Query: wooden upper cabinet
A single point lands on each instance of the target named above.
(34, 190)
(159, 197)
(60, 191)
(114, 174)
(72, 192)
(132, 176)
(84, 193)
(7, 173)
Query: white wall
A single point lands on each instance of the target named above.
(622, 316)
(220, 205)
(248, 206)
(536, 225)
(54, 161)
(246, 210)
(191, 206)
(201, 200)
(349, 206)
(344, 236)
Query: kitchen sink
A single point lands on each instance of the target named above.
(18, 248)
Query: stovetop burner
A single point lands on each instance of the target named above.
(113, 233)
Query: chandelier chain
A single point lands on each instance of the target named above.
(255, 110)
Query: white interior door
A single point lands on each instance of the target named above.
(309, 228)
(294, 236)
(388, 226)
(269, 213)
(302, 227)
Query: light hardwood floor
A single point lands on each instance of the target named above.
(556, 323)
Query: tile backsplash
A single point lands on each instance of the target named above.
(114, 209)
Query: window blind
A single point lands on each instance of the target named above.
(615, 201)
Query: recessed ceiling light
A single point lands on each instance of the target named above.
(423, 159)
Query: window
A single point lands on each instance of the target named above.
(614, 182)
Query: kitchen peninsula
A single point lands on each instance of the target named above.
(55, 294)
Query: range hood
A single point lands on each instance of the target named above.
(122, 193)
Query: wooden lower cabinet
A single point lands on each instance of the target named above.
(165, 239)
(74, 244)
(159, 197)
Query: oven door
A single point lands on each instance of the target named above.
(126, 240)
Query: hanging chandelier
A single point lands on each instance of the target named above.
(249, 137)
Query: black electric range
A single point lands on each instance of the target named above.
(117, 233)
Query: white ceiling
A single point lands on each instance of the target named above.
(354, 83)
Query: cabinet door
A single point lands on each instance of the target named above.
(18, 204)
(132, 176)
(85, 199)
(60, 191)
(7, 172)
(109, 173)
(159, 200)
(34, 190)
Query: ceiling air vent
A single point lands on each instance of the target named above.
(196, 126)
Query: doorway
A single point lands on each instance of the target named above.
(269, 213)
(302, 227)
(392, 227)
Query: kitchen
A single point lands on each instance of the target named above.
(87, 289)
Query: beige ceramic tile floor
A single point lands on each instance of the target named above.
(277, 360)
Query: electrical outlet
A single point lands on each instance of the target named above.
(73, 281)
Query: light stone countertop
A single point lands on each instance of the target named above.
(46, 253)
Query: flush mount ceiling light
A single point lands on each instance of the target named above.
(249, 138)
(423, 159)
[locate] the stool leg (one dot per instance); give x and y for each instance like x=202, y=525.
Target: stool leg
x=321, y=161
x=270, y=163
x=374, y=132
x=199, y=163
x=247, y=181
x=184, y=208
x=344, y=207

......

EXERCISE DETAILS: Take the listing above and repeat exactly the lines from the one containing "Query: kitchen peninsula" through the one containing "Query: hanging chandelier", both included.

ANSWER BOX:
Query: kitchen peninsula
A single point lands on each instance of the target named above.
(55, 294)
Query: range hood
A single point lands on each instance of the target named above.
(122, 193)
Query: wooden lower cabinet
A single point lands on each instance of the target named above.
(165, 239)
(74, 244)
(159, 197)
Query: oven door
A single point lands on each instance of the target named above.
(126, 240)
Query: hanging chandelier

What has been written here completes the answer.